***** RECORDS FOR THIS EXERCISE
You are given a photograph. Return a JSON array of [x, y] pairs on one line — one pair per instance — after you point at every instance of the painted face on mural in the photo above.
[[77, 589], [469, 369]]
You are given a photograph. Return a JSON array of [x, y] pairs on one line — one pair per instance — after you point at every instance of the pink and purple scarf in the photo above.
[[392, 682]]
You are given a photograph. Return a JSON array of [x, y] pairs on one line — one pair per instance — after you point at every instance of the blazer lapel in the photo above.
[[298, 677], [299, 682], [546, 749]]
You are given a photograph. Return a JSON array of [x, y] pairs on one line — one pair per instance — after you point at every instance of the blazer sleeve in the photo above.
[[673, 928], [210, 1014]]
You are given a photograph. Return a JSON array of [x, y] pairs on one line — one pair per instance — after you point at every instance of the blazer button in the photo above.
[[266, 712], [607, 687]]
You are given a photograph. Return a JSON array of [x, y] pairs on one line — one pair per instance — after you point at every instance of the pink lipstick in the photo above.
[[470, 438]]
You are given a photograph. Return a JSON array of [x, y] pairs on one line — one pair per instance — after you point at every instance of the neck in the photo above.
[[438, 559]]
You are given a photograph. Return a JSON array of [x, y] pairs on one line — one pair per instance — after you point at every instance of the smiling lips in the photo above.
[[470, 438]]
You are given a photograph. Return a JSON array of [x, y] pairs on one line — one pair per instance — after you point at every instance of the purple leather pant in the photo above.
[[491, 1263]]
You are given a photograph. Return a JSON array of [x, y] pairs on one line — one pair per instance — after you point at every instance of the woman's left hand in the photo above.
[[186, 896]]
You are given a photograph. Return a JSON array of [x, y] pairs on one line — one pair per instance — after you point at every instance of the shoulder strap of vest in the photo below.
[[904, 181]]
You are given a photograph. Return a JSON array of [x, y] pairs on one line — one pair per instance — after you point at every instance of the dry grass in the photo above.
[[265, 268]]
**********
(WHAT IS BEING ASKED) Please return all of the records exactly as they appear.

(SOLUTION BELOW)
You are given a photograph. Return a JSON array of [x, y] pairs on one line — one pair per instance — after you point at every instance of the painted face on mural in the photo above.
[[77, 589], [469, 369]]
You are given a photograph. Return a JSON array of [x, y] pairs on one line — one pair per instance — after you point at every instance of the pink and purple scarf in the photo above.
[[392, 682]]
You are given a photograph. Return a JSON array of [x, y] pairs on one line — one pair per instance — after you point at every instance of the blazer lapel in the photo above.
[[298, 677], [299, 682], [546, 749]]
You are given a photograph. Return a JSON array of [x, y] pairs on one line — one pair per instance — after you point at every instance of the blazer sleeve in the photo above.
[[673, 928], [210, 1014]]
You are given a photograph. Return a JSON array of [x, y] pairs on one line — one pair per instance — after you point at every instance of the blazer button in the photo above.
[[266, 712], [607, 687]]
You are given a photograph. Return a JSON array of [x, y] pairs on one line — one pair per instance — after you point at every instance of the pink lipstick in the photo above.
[[470, 438]]
You are given a photograph. Return a JSON array of [x, y] pairs on one line — one pair per instance — after you point at every instance of the neck in the photo above.
[[438, 559]]
You are given a photograph. Return a JSON array of [x, y] pairs on one line — one pair per instance — after you point at every instance of the smiling lips in the photo above.
[[470, 438]]
You are given a photograph. Return a JSON array of [x, y] pairs on one line — one pair per instance — after you point at every instance of the purple leather pant in the photo above.
[[491, 1263]]
You are given a photograph. Return a JSON array of [x, y] pairs on one line — one pair per instance — after you point at every instance of the woman's left hand in the photo above.
[[186, 896]]
You are given a photograph. Return a JSON array of [x, y] pairs on one line — one pair per instance — after you point at every instance of the shoulder strap of vest in the photo below.
[[904, 181]]
You are given a photograph. Return a JSON array of [x, y] pairs on one line — one pair per instance — after you point at every instance of the dry grass in the photo above.
[[265, 268]]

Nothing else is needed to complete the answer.